=== GOAL OF THE EXERCISE ===
Could you transcribe every record below exactly as written, excluding the pictures?

[Saved data entries]
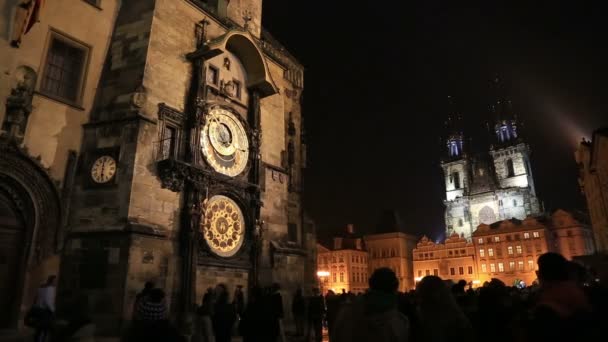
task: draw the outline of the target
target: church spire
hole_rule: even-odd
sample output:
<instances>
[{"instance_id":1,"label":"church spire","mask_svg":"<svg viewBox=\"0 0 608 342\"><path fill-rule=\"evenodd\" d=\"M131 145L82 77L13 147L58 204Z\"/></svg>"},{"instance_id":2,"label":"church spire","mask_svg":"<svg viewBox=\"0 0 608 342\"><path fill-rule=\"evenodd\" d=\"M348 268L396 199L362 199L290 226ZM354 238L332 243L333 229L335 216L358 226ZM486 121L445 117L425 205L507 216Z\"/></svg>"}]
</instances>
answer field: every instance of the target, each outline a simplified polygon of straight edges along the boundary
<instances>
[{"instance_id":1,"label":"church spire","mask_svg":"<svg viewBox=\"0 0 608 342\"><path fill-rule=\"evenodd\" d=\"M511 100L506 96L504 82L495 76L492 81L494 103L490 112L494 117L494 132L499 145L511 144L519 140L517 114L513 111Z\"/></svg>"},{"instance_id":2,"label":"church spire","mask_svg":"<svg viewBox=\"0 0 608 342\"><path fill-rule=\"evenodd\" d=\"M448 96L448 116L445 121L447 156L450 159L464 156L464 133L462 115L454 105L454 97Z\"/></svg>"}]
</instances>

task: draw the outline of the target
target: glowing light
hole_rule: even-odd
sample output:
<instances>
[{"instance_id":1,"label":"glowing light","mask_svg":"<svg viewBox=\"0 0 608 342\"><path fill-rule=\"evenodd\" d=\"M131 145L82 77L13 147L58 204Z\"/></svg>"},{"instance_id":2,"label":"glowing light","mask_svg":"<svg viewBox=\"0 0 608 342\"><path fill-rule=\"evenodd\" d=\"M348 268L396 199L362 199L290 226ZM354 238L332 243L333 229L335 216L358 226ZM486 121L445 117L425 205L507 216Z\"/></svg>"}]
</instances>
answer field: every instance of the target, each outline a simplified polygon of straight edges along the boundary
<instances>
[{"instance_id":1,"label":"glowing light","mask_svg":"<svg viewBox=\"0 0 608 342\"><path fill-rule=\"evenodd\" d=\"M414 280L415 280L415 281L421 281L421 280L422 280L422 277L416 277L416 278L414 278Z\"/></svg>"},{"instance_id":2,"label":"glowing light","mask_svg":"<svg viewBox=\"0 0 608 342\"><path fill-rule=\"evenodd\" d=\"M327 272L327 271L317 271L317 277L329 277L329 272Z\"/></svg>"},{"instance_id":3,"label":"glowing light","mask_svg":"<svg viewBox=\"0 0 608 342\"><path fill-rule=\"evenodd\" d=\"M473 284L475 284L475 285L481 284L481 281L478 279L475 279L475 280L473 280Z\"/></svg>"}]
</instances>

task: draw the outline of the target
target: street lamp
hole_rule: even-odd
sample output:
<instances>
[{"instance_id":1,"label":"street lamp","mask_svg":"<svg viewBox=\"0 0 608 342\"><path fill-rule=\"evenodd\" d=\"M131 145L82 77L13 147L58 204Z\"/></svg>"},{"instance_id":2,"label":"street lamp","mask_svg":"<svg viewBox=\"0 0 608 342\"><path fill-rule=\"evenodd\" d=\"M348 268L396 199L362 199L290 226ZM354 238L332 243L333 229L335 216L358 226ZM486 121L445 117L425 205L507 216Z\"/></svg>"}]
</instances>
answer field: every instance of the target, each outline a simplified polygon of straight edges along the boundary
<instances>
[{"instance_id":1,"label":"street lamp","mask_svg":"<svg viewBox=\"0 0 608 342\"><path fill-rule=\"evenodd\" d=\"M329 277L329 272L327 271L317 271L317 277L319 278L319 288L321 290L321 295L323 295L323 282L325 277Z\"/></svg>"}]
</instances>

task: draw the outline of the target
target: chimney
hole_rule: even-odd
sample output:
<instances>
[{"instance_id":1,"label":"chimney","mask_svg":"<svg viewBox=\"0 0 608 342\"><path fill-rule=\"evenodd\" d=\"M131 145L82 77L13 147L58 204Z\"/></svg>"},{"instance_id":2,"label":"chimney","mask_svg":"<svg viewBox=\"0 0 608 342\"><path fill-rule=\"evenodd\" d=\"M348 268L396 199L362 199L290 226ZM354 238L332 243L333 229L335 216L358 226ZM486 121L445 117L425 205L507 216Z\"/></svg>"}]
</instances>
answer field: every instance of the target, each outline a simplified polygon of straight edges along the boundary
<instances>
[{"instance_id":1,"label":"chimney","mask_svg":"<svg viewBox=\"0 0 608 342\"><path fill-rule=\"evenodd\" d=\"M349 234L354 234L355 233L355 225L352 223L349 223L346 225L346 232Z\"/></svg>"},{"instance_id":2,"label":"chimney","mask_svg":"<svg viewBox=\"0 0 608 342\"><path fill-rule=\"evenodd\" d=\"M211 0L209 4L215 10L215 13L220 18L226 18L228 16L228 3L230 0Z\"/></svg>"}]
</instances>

=== EXERCISE RESPONSE ===
task: draw the outline of the target
target: church spire
hole_rule: even-odd
sample output:
<instances>
[{"instance_id":1,"label":"church spire","mask_svg":"<svg viewBox=\"0 0 608 342\"><path fill-rule=\"evenodd\" d=\"M131 145L82 77L13 147L58 204Z\"/></svg>"},{"instance_id":2,"label":"church spire","mask_svg":"<svg viewBox=\"0 0 608 342\"><path fill-rule=\"evenodd\" d=\"M348 268L396 199L362 199L290 226ZM354 238L332 243L333 229L335 216L358 226ZM486 121L445 117L425 205L507 216Z\"/></svg>"}]
</instances>
answer field: every instance of the target, each outline a simplified polygon of straight edges along the boundary
<instances>
[{"instance_id":1,"label":"church spire","mask_svg":"<svg viewBox=\"0 0 608 342\"><path fill-rule=\"evenodd\" d=\"M511 100L506 96L504 82L495 76L492 81L494 103L490 112L494 117L494 132L499 145L511 144L519 140L517 114L513 111Z\"/></svg>"},{"instance_id":2,"label":"church spire","mask_svg":"<svg viewBox=\"0 0 608 342\"><path fill-rule=\"evenodd\" d=\"M448 96L448 116L445 121L447 156L450 159L464 156L464 133L462 115L454 105L454 97Z\"/></svg>"}]
</instances>

task: draw the outline of the target
target: glowing light
hole_rule: even-odd
sample output:
<instances>
[{"instance_id":1,"label":"glowing light","mask_svg":"<svg viewBox=\"0 0 608 342\"><path fill-rule=\"evenodd\" d=\"M131 145L82 77L13 147L58 204Z\"/></svg>"},{"instance_id":2,"label":"glowing light","mask_svg":"<svg viewBox=\"0 0 608 342\"><path fill-rule=\"evenodd\" d=\"M348 268L396 199L362 199L290 226ZM354 238L332 243L333 229L335 216L358 226ZM486 121L445 117L425 205L507 216Z\"/></svg>"}]
</instances>
answer field: every instance of the target, each outline a simplified polygon of straight edges along the boundary
<instances>
[{"instance_id":1,"label":"glowing light","mask_svg":"<svg viewBox=\"0 0 608 342\"><path fill-rule=\"evenodd\" d=\"M414 280L415 280L415 281L421 281L421 280L422 280L422 277L416 277L416 278L414 278Z\"/></svg>"},{"instance_id":2,"label":"glowing light","mask_svg":"<svg viewBox=\"0 0 608 342\"><path fill-rule=\"evenodd\" d=\"M327 272L327 271L317 271L317 277L329 277L329 272Z\"/></svg>"},{"instance_id":3,"label":"glowing light","mask_svg":"<svg viewBox=\"0 0 608 342\"><path fill-rule=\"evenodd\" d=\"M473 284L475 284L475 285L481 284L481 281L478 279L475 279L475 280L473 280Z\"/></svg>"}]
</instances>

task: draw the outline of the target
target: street lamp
hole_rule: even-odd
sample output:
<instances>
[{"instance_id":1,"label":"street lamp","mask_svg":"<svg viewBox=\"0 0 608 342\"><path fill-rule=\"evenodd\" d=\"M131 145L82 77L13 147L58 204Z\"/></svg>"},{"instance_id":2,"label":"street lamp","mask_svg":"<svg viewBox=\"0 0 608 342\"><path fill-rule=\"evenodd\" d=\"M348 268L396 199L362 199L290 226ZM354 238L332 243L333 229L335 216L358 226ZM486 121L445 117L425 205L507 216Z\"/></svg>"}]
</instances>
answer field: every instance of the target, each outline a simplified polygon of straight edges along the boundary
<instances>
[{"instance_id":1,"label":"street lamp","mask_svg":"<svg viewBox=\"0 0 608 342\"><path fill-rule=\"evenodd\" d=\"M329 277L329 272L327 271L317 271L317 277L319 278L319 288L321 290L321 295L323 295L323 282L325 277Z\"/></svg>"}]
</instances>

task: draw the outline of the target
target: chimney
hole_rule: even-odd
sample output:
<instances>
[{"instance_id":1,"label":"chimney","mask_svg":"<svg viewBox=\"0 0 608 342\"><path fill-rule=\"evenodd\" d=\"M131 145L82 77L13 147L58 204Z\"/></svg>"},{"instance_id":2,"label":"chimney","mask_svg":"<svg viewBox=\"0 0 608 342\"><path fill-rule=\"evenodd\" d=\"M348 268L396 199L362 199L290 226ZM354 238L332 243L333 229L335 216L358 226ZM486 121L445 117L425 205L507 216Z\"/></svg>"}]
</instances>
answer field: every instance of the target, each outline a simplified polygon of straight edges along the boundary
<instances>
[{"instance_id":1,"label":"chimney","mask_svg":"<svg viewBox=\"0 0 608 342\"><path fill-rule=\"evenodd\" d=\"M349 234L354 234L355 233L355 225L352 223L349 223L346 225L346 232Z\"/></svg>"},{"instance_id":2,"label":"chimney","mask_svg":"<svg viewBox=\"0 0 608 342\"><path fill-rule=\"evenodd\" d=\"M211 0L209 4L215 10L215 13L220 18L226 18L228 16L228 3L230 0Z\"/></svg>"}]
</instances>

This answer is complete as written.